> Given records:
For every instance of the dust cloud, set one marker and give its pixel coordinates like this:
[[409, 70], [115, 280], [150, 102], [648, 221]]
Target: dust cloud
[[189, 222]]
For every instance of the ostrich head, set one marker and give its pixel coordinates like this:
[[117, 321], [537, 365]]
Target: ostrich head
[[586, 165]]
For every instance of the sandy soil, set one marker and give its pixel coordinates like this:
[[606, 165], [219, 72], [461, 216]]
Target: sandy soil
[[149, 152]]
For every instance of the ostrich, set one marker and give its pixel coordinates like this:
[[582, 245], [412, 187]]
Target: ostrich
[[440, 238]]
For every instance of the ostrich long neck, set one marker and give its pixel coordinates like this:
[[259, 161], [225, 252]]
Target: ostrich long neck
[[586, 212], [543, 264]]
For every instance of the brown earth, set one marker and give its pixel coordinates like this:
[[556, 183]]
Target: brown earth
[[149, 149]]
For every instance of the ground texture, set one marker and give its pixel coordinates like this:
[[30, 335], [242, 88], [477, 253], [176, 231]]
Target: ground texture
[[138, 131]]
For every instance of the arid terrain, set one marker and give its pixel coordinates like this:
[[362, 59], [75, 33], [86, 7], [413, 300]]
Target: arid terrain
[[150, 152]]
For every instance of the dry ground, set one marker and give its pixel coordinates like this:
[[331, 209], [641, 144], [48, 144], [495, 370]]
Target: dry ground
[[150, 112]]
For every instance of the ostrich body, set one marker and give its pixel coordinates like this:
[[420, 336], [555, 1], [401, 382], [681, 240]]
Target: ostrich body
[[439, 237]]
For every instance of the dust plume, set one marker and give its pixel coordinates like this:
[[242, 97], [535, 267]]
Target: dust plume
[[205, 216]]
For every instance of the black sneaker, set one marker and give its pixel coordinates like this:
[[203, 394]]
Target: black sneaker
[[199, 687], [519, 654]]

> What the task asks: Please format every line of the records above as a JSON list of strings, one string per line, leaving out any blank lines.

> Expected answer:
[
  "For every instance of the dust cloud, set one marker and give its pixel coordinates like this:",
  "[[409, 70], [115, 280], [150, 102], [648, 221]]",
  "Target: dust cloud",
  "[[189, 222]]",
  "For every instance of the ostrich head, set one marker and give its pixel coordinates like this:",
  "[[117, 321], [537, 365]]",
  "Target: ostrich head",
  "[[586, 165]]",
  "For every instance of the sandy soil, set one marker and give its pixel coordinates like this:",
  "[[606, 165], [219, 72], [461, 216]]",
  "Target: sandy soil",
  "[[149, 152]]",
  "For every instance of the ostrich, set one marker and give its pixel coordinates like this:",
  "[[582, 245], [412, 187]]",
  "Target: ostrich",
  "[[440, 238]]",
  "For every instance of the ostrich long neck, set one marker and give its pixel coordinates like this:",
  "[[259, 161], [225, 252]]",
  "Target: ostrich long neck",
  "[[586, 212], [543, 264]]",
  "For every instance of the brown earth, set one marker and give its pixel coordinates like this:",
  "[[556, 183]]",
  "Target: brown earth",
  "[[149, 149]]",
  "For every instance of the ground texture, set one marker and give its pixel coordinates like this:",
  "[[30, 335], [242, 88], [477, 253], [176, 231]]",
  "Target: ground texture",
  "[[138, 131]]",
  "For every instance of the arid terrain, set one marker and give its pixel coordinates like this:",
  "[[362, 59], [75, 33], [86, 7], [413, 300]]",
  "Target: arid terrain",
  "[[150, 152]]",
  "For every instance of the dry ground, set one marker and give its pixel coordinates like this:",
  "[[331, 209], [641, 144], [48, 144], [495, 370]]",
  "Target: dry ground",
  "[[150, 112]]",
  "For every instance of the ostrich body, set one marker and give its pixel coordinates like this:",
  "[[420, 336], [555, 1], [401, 382], [681, 240]]",
  "Target: ostrich body",
  "[[439, 237]]",
  "For every instance of the dust plume, set one marker and give its pixel coordinates like this:",
  "[[242, 97], [535, 267]]",
  "Target: dust plume",
  "[[205, 216]]",
  "For every instance of the black sneaker, set one marker and give its pixel coordinates like this:",
  "[[203, 394]]",
  "Target: black sneaker",
  "[[199, 687], [519, 654]]"
]